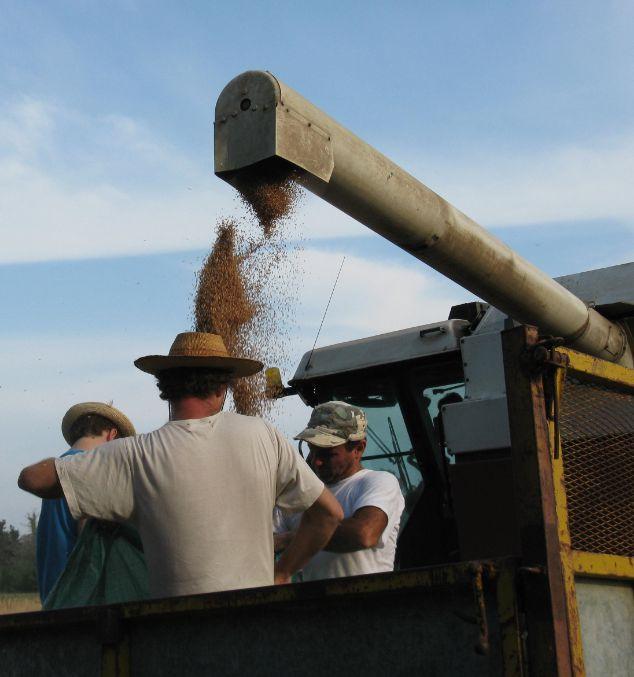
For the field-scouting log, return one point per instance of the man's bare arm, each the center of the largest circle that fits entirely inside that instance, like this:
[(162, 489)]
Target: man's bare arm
[(41, 479), (362, 530), (315, 530)]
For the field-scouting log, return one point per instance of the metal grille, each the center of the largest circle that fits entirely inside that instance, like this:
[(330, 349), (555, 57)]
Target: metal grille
[(597, 432)]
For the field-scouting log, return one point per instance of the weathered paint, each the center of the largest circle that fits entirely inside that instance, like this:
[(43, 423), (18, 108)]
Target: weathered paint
[(543, 581), (354, 177), (414, 622), (598, 369), (602, 566), (565, 548), (606, 609)]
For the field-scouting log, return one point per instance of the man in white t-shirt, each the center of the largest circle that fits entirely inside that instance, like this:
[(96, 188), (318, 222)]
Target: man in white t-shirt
[(201, 489), (365, 541)]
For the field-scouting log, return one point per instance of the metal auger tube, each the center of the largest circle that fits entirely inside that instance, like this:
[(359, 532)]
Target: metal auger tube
[(259, 121)]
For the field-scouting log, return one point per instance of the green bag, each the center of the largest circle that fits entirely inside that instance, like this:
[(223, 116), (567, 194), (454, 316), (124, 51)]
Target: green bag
[(106, 566)]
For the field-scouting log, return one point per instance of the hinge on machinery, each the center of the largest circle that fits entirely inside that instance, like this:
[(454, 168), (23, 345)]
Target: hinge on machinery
[(542, 359)]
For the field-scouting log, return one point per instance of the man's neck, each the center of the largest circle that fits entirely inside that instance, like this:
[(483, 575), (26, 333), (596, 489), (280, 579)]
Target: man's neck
[(352, 472), (193, 407), (88, 443)]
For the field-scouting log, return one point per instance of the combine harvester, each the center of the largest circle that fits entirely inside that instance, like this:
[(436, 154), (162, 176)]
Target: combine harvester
[(510, 427)]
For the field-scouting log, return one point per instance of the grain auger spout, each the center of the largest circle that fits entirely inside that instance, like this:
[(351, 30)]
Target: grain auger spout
[(260, 123)]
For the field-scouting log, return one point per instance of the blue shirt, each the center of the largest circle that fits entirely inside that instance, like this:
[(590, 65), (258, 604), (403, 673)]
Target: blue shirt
[(56, 538)]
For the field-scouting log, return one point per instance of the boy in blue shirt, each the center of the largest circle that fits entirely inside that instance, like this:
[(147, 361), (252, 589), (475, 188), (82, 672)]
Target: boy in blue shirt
[(85, 426)]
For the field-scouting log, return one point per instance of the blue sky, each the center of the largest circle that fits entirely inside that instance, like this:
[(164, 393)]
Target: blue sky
[(519, 113)]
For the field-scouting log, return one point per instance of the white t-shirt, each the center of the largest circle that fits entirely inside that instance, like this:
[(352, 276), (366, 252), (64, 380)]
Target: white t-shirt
[(364, 488), (201, 493)]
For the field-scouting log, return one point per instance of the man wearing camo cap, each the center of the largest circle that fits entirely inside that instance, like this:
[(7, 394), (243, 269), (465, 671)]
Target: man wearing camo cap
[(365, 541)]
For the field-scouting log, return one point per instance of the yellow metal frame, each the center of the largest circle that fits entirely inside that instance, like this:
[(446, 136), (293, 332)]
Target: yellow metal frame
[(576, 563), (602, 566)]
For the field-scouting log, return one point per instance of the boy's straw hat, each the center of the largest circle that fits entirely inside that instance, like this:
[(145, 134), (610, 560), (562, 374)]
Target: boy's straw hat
[(118, 418), (199, 349)]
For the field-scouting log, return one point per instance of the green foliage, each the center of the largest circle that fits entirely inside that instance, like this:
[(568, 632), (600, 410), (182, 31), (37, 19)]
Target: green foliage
[(17, 557)]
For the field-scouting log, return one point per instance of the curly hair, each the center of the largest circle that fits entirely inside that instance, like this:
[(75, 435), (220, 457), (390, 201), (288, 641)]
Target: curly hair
[(90, 425), (174, 384)]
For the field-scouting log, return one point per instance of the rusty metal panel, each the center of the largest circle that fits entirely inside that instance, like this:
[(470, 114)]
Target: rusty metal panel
[(544, 591), (596, 424), (421, 632)]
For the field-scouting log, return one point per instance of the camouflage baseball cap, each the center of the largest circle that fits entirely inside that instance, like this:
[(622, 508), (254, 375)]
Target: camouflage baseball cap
[(334, 423)]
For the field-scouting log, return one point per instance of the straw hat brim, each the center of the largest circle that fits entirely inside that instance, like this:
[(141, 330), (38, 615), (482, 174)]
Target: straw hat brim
[(237, 366), (118, 418)]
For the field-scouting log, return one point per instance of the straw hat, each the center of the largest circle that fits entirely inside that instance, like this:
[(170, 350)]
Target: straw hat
[(118, 418), (199, 349)]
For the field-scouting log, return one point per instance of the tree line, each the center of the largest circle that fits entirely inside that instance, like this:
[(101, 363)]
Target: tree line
[(17, 557)]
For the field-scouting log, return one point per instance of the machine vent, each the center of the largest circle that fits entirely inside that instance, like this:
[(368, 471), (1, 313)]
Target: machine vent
[(597, 433)]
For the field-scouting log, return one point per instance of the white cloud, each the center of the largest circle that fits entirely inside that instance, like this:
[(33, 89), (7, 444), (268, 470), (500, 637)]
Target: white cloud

====

Task description — Restate the material from the line that contains "of the machine" through its end, requests included, multiplying every point coordinate in the answers by 1.55 and rounding to whole numbers, with halves rounded up. Leave all numbers in the requests and their sample formats unchanged.

Solution to the exercise —
For the field-scouting log, return one point per instance of the machine vent, each the center of the largest circle that fits entirely inside that instance, like this:
[(368, 471), (1, 313)]
Target: machine vent
[(925, 671)]
For the field-scouting log, return one point per instance of the white cloud, each the center of the largest circle that fits entirely inside that instance, like this:
[(33, 89), (7, 444), (268, 470), (500, 637)]
Target: white cloud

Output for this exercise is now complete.